Summary: Yudkowsky argues that an unaligned AI will figure out a way to create self-replicating nanobots, and merely having internet access is enough to bring them into existence. Because of this, it can very quickly replace all human dependencies for its existence and expansion, and thus pursue an unaligned goal, e.g. making paperclips, which will most likely end up in the extinction of humanity.
I however will write below why I think this description massively underestimates the difficulty in creating self-replicating nanobots (even assuming that they are physically possible), which requires focused research in the physical domain, and is not possible without involvement of top-tier human-run labs today.
Why it matters? Some of the assumptions of pessimistic AI alignment researchers, especially by Yudkowsky, rest fundamentally on the fact that the AI will find quick ways to replace humans required for the AI to exist and expand.
We have to get AI alignment right the first time we build a Super-AI, and there are no ways to make any corrections after we've built it
As long as the AI does not have a way to replace humans outright, even if its ultimate goal may be non-aligned, it can pursue proximate goals that are aligned and safe for it to do. Alignment research can continue and can attempt to make the AI fully aligned or shut it down before it can create nanobots.
The first time we build a Super-AI, we don't just have to make sure it's aligned, but we need it to perform a pivotal act like create nanobots to destroy all GPUs
I argue below that this framing may be bad because it means performing one of the most dangerous steps first — creating nanobots — which may be best performed by an AI that is much more aligned than a first attempt
What this post is not about: I make no argument about the feasibility of (non-biological) self-replicating nanobots. There may be fundamental reasons why they are impossible/difficult (even for superintelligent AIs)/will not outcompete biological life, an interesting question that is explored more by bhaut. I also don't claim that AI alignment doesn't matter. I think that it's extremely important, but I think it's unlikely that (1) a one-shot process will lead to it and also (2) that one-shot is necessary; I actually think that this kind of thinking increases risk.

- _Instructions for the task_:
Answer these questions using the post on self-replicating nanobots.
1. According to the summary, what is merely enough for an unaligned AI to bring self-replicating nanobots into existence?
2. What example of an unaligned goal does the summary give?
3. Who is said to explore the feasibility of self-replicating nanobots more?

- _Data excerpts_:
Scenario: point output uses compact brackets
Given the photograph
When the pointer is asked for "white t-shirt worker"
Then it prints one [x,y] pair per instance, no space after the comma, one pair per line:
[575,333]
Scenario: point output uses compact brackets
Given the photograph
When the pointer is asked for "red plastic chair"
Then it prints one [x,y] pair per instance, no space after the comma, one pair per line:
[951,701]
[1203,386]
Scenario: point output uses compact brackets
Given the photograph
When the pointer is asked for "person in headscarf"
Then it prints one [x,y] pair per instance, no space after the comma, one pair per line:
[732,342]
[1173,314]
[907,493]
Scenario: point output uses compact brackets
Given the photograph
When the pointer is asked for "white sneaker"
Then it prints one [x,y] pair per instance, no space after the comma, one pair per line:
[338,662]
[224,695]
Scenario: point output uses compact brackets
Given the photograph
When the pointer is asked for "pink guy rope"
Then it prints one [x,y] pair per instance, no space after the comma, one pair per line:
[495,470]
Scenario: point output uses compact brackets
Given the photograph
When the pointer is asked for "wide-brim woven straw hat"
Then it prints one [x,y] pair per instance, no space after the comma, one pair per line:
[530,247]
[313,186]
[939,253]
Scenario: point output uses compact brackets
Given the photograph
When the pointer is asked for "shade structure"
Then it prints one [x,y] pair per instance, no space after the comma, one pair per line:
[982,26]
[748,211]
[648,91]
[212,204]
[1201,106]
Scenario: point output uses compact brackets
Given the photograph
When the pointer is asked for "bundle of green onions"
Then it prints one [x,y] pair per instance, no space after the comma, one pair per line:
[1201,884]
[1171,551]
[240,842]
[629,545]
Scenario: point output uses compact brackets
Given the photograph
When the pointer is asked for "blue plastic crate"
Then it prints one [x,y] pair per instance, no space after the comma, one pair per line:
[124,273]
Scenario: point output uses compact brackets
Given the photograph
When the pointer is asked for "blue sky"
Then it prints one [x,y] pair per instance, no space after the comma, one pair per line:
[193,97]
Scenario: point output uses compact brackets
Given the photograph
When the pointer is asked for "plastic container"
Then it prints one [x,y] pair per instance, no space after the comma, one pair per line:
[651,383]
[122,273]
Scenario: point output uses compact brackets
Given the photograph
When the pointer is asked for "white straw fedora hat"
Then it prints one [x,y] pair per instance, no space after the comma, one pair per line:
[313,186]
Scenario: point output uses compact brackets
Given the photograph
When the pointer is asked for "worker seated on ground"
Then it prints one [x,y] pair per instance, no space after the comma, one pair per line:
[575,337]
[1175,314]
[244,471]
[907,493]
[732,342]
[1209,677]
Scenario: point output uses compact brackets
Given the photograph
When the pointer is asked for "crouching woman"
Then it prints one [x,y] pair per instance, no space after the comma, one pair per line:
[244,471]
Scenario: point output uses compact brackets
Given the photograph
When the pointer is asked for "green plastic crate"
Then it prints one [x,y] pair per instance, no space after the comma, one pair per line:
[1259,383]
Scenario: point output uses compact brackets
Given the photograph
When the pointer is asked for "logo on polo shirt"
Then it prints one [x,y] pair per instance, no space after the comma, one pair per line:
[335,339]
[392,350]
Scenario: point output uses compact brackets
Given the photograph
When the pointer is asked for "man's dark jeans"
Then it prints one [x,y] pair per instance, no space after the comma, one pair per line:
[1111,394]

- _Your solution_:
1. Having internet access.
2. Making paperclips.
3. bhaut.